(TASK DETAILS)
Although the records contain pictures, the copy must not; reproduce everything else in them exactly.

────

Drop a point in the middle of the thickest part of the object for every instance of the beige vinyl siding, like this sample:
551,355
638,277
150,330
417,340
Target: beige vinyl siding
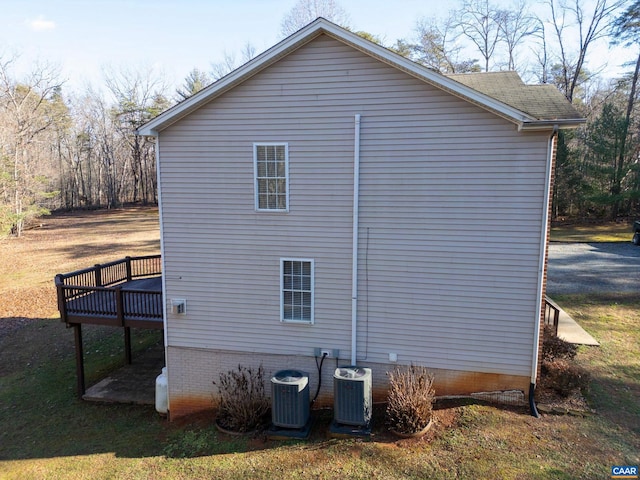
451,201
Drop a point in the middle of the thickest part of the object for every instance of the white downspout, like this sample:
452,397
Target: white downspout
543,248
354,265
162,260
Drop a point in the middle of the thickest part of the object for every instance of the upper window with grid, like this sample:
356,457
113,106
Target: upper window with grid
271,164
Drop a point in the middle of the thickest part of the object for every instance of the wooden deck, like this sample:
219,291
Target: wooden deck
126,293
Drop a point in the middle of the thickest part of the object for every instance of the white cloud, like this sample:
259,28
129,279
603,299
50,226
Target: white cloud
40,24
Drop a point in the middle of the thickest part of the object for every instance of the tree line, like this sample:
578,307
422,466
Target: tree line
60,151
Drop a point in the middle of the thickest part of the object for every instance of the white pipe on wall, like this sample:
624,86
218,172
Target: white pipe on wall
354,265
543,253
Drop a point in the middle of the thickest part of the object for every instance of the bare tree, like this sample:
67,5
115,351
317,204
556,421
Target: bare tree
436,47
140,95
30,109
590,28
515,26
306,11
230,63
193,83
480,21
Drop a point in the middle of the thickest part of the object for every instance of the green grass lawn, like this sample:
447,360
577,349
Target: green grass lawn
48,433
606,232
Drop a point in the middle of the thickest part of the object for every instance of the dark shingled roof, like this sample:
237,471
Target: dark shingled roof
543,102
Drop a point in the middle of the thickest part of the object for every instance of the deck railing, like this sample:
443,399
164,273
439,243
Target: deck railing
551,314
99,292
112,273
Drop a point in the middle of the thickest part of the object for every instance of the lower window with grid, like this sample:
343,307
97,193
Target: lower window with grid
296,277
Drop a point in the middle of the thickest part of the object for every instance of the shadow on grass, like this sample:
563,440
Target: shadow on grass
40,413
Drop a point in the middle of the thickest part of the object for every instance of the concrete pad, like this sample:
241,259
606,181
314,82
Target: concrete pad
570,331
135,383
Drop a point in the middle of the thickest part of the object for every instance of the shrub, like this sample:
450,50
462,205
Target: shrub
564,376
243,403
554,347
410,399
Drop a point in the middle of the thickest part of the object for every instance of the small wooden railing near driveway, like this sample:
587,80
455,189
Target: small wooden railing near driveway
551,314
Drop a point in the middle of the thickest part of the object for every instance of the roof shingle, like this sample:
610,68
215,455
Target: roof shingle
543,102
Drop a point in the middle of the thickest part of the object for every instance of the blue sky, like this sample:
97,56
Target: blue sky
83,36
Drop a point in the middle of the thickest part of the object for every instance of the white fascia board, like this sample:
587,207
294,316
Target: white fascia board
305,35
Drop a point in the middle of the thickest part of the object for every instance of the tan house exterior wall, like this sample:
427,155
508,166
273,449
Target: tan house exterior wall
449,232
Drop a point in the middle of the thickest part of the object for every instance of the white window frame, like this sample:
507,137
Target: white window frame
311,320
255,176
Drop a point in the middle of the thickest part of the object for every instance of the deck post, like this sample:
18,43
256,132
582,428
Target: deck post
127,344
98,274
77,330
129,274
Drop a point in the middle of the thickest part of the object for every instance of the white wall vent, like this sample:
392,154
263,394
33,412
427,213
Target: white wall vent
352,398
290,399
179,306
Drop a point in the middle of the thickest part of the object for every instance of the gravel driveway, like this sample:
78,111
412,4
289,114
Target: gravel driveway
593,267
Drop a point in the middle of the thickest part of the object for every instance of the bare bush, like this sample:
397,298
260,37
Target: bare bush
410,399
243,403
563,376
553,347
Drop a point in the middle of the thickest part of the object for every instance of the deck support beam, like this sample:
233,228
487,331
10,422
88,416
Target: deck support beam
77,330
127,344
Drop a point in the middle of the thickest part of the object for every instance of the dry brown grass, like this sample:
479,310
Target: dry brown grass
47,433
64,243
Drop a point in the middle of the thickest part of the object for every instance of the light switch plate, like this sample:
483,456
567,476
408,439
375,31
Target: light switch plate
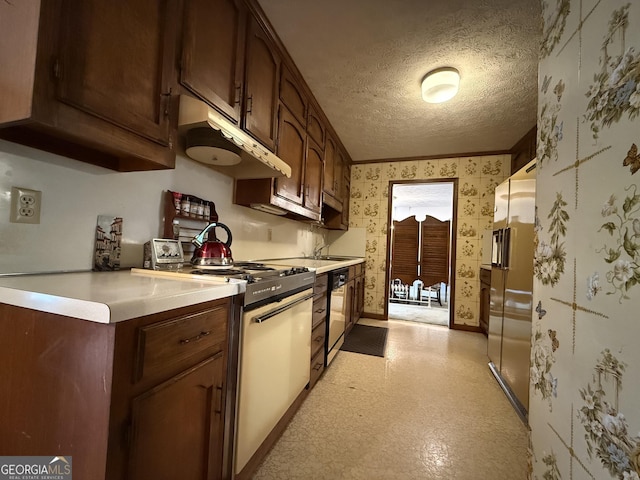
25,205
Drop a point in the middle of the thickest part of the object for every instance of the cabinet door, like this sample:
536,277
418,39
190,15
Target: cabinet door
344,215
177,427
329,166
349,300
292,96
315,127
339,173
261,86
291,149
115,63
313,177
212,53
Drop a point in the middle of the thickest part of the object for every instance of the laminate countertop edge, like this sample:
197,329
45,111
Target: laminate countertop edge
109,297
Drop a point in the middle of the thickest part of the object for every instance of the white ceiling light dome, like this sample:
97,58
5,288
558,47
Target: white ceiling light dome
440,85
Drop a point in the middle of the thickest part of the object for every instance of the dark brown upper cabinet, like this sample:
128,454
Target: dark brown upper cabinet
91,80
292,96
313,177
262,74
291,149
315,126
330,172
333,160
212,61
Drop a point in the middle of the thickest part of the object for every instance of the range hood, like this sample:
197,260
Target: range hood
208,137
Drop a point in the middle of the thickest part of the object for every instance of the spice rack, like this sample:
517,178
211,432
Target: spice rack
188,226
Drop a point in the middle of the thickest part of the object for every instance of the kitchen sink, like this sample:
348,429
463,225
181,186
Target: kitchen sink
333,258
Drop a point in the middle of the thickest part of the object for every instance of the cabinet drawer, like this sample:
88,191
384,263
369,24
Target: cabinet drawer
317,367
321,284
359,269
319,311
485,276
317,338
178,343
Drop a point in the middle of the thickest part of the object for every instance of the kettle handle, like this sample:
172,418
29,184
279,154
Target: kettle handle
199,239
226,229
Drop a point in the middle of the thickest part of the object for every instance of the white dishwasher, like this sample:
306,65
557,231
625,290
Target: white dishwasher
274,360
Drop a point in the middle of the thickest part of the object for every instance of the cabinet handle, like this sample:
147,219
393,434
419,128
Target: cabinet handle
196,338
167,102
218,407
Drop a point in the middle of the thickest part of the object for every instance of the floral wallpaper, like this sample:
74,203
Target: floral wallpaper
477,180
584,411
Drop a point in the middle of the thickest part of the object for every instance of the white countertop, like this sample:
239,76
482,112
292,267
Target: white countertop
319,266
108,297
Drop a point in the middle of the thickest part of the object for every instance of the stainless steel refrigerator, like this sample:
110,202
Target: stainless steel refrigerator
509,337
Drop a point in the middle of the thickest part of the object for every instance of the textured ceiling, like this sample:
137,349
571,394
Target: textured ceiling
364,61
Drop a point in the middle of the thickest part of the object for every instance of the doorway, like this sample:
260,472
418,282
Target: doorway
421,251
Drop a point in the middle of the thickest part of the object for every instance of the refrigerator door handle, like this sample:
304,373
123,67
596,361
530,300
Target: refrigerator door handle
496,249
506,253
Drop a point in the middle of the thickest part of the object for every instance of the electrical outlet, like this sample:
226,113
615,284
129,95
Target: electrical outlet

────

(SOLUTION)
Drop a point in the middle of the thickest part of the object for every instance of the beige vinyl siding, like this sample:
551,355
638,277
150,330
417,340
Target: beige vinyl siding
451,201
Drop a point in the middle of the thickest part of the object for every instance of the white downspout, like this sample:
452,397
Target: white downspout
543,248
354,265
162,260
Drop a point in the middle of the thickest part of the object for every instance of the upper window with grid, like this sample:
356,457
113,106
Target: upper window with grid
271,164
Drop a point in the middle of the thickest part of the object for every instance of the wooden deck, like this sample:
219,291
Target: wooden deck
126,293
Drop a point in the middle of the thickest part of the object for every instance of the white cloud, like this sample:
259,28
129,279
603,299
50,226
Target: white cloud
40,24
Drop a point in the middle of the thickest part of the object for every instance of the tree line, like this sample:
578,307
422,466
Target: tree line
60,151
Drop a point in the middle of the thickest part of the object for every instance of the white pipe on wall, like this sample:
624,86
218,172
Target: white pipe on wall
354,265
543,253
Drop a point in the middle of the thickest part of the object for every instance of the bare tree, like this sample:
67,5
115,351
317,204
556,421
Target: bare tree
436,47
140,95
30,109
590,28
515,26
306,11
230,63
193,83
480,21
Drop a point in the middle of the thickest part of the object for every instance of the green grass lawn, like this sample:
447,360
577,349
Target: green grass lawn
48,433
606,232
Drop a point in the middle of the thickest part of the object for every instance of the dark shingled roof, like this sample:
237,471
Target: dark shingled roof
543,102
Drop a point in the middle of the thickest part of the object for every instance of the deck railing, like this sample:
443,399
164,273
439,243
Target: deck railing
551,314
99,292
112,273
Drop a point in the middle of the thickest part of the object for every instance of the lower window with grid, like this sample:
343,307
97,193
Target: lower window with grid
296,277
Drop a point in the middle of the thickest part of the object for every instance of the shadow on grass, like this sample:
563,440
Target: shadow on grass
40,413
Drop a point in the middle of the thickest part of the object for every instance of the concrete pad, like this sample:
241,259
606,181
314,82
Target: concrete pad
570,331
135,383
Drop a point in the middle of the thickest part of the object for every instance of the shrub, like this sample:
450,50
462,205
Target: shrub
564,376
243,403
554,347
410,399
Drop a point in the middle of the thickest part of the object for every instance of the small wooden railing near driveway, like this sample:
587,80
455,189
Target: small wooden railing near driveway
551,314
Drop a point in the middle of the thickest part of the object for every instance of the roof shingle, like this sample:
610,68
215,455
Target: roof shingle
543,102
Drop a point in the middle of the thickest part of the object for every instance of the blue sky, like this sample:
97,56
Target: blue sky
83,36
Drop a point in the middle of the thickest part of the object for every instance of the white fascia board, like this sample:
587,207
294,316
Target: white fascia board
305,35
Drop a point in the middle of the thickest part of the object for every instance of the tan house exterior wall, like this sample:
427,155
508,166
273,449
Target: tan house exterior wall
449,232
Drop a point in the middle of the thickest part of the object for every instance of the white window frame, like this sample:
507,137
Target: white window frame
311,320
255,176
Drop a point in the middle of the thickest part of the object for every instance of the deck post, like this sample:
18,43
256,132
582,428
Target: deck post
127,344
98,274
77,330
129,274
Drop a point in the middle of the thickest part of the object for every instance of the white wall vent, like this sample:
392,154
263,394
33,412
427,213
Target: white wall vent
352,398
290,399
179,306
Drop a point in the middle of the thickest part of the object for every instance of the gravel driveway, like this sample:
78,111
412,4
289,114
Target: gravel driveway
593,267
Drop a point in the middle of the thickest part of the object for every instance of the bare bush, like this sample:
397,298
260,37
Target: bare bush
410,399
243,403
563,376
553,347
Drop a point in the middle of the thickest part of the object for every instance of the deck support beam, like this sample:
233,228
487,331
10,422
88,416
Target: deck support beam
77,330
127,344
Drop a point in the middle of the thickest part of the object for every instance of the dry brown grass, like this sample:
479,310
Target: dry brown grass
47,433
64,243
Drop a point in the middle of the thickest part of the object for every instance of the light switch plate, like this sample:
483,456
567,476
408,439
375,31
Target: light switch plate
25,205
Drop a point in the middle of the thickest part of the object for every instance of the cabinet door, like this sample:
536,277
418,39
190,15
Target: cabinet door
344,215
177,427
329,166
349,300
292,96
315,127
339,173
261,86
291,149
115,63
313,177
212,53
Drop a point in the middle of the thickest part of the object for every instance of the laminate countertop edge, like this sample:
197,329
45,111
Target: laminate countertop edge
109,297
Drop a point in the middle of the thickest part of the object for every instance of the white ceiling light dome, like this sample:
97,58
5,288
558,47
Target: white ceiling light dome
440,85
Drop a point in the middle of the thickest part of the object for every instance of the dark brown upper cabinet, like this sample:
128,454
Target: dark brown upper cabinet
91,80
292,96
313,177
262,74
291,149
315,126
330,172
333,160
212,61
Drop a point in the middle of the thickest part of the object for every instance of the range hood, like this sample:
197,260
Target: range hood
208,137
Drop a point in the middle of the thickest part of the object for every instance of the spice rack, like this sample:
517,178
211,432
Target: spice rack
188,226
Drop a point in the middle of the thickest part of the object for every instance of the kitchen sink, like this sample:
348,429
463,225
181,186
Target: kitchen sink
333,258
Drop a point in the middle of the thickest part of the object for every instance of the cabinet drawer, like this sample:
88,191
384,263
369,24
Target: cabinet drawer
317,367
321,284
359,269
319,311
485,276
317,338
178,343
Drop a point in the middle of the thickest part of the object for every instance of the kettle handle, like this sample:
172,418
29,184
279,154
Target: kettle handle
199,239
226,229
Drop a point in the middle of the thickest part of the object for every instance of the white dishwasher, like this sample:
306,65
557,231
625,290
Target: white dishwasher
274,360
Drop a point in the middle of the thickest part of the object for every instance of the cabinet handle, like this sample:
147,219
393,434
419,128
Target: cabinet handle
196,338
167,102
218,407
Drop a point in the middle of the thickest part of the object for every instance of the floral wallpaper, like this sample:
74,203
Target: floral wallpaper
477,180
584,411
Drop a point in the middle of the thickest part of the object for every instance of the white countertop, like this sample:
239,76
482,112
292,267
Target: white countertop
319,266
108,297
Drop a point in the middle of the thickest part of the object for every instance of the stainless steel refrigerator, like this sample:
110,202
Target: stainless steel refrigerator
509,337
Drop a point in the middle of the thickest part of the object for every instance of the textured ceiling, like this sample:
137,349
571,394
Target: textured ceiling
364,61
Drop a point in the middle of the thickest part of the object for every instance of the doorway, like this sample:
260,472
418,282
Target: doorway
421,251
Drop a point in the middle of the thickest part of the object for every instance of the refrigerator door handle, like this sample:
304,373
123,67
596,361
530,300
Target: refrigerator door handle
496,249
506,253
Drop a point in the middle of the thickest part of the object for every instance of the electrical outlet, like this sample:
226,113
615,284
129,95
Target: electrical outlet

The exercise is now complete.